ASSIGNMENT
An exact copy of the listing is required.

START TASK INPUT

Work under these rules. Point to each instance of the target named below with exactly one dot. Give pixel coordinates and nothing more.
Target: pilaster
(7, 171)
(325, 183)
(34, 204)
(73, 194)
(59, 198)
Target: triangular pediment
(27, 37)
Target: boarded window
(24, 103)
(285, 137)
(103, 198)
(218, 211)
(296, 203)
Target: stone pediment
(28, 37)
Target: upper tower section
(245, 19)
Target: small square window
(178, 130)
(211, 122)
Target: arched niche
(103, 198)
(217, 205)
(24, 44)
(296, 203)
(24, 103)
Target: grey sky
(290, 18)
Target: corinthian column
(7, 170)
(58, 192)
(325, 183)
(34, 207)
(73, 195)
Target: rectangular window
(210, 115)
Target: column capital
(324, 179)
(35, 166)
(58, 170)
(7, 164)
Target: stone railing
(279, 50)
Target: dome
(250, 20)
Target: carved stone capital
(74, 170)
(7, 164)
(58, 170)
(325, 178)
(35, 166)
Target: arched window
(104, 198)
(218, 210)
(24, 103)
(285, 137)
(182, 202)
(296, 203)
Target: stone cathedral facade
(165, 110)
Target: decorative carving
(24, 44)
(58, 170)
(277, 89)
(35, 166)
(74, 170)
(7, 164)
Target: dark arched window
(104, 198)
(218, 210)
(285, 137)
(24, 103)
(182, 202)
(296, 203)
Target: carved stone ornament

END TASK INPUT

TASK RESULT
Work under these rules. Point to each instance of the target named below with exactly one dot. Give pixel coordinates and nothing more.
Target: pilaster
(7, 171)
(325, 183)
(34, 204)
(73, 194)
(59, 198)
Target: triangular pediment
(27, 37)
Target: boarded window
(24, 103)
(285, 137)
(103, 198)
(218, 211)
(296, 203)
Target: stone pediment
(28, 37)
Target: upper tower section
(245, 19)
Target: small square window
(178, 130)
(211, 122)
Target: arched niche
(103, 198)
(217, 205)
(24, 44)
(296, 203)
(24, 103)
Target: grey sky
(290, 18)
Target: corinthian column
(7, 170)
(58, 192)
(325, 183)
(34, 207)
(73, 195)
Target: rectangular window
(210, 115)
Target: column capital
(324, 179)
(35, 166)
(58, 170)
(7, 164)
Target: stone railing
(279, 50)
Target: dome
(250, 20)
Target: carved stone capital
(74, 170)
(7, 164)
(58, 170)
(325, 178)
(35, 166)
Target: arched window
(104, 198)
(218, 210)
(24, 103)
(285, 137)
(182, 202)
(296, 203)
Target: stone cathedral facade
(165, 110)
Target: decorative carving
(24, 44)
(58, 170)
(277, 89)
(35, 166)
(74, 170)
(7, 164)
Target: dark arched window
(104, 198)
(218, 210)
(285, 137)
(24, 103)
(182, 202)
(296, 203)
Target: carved stone ornament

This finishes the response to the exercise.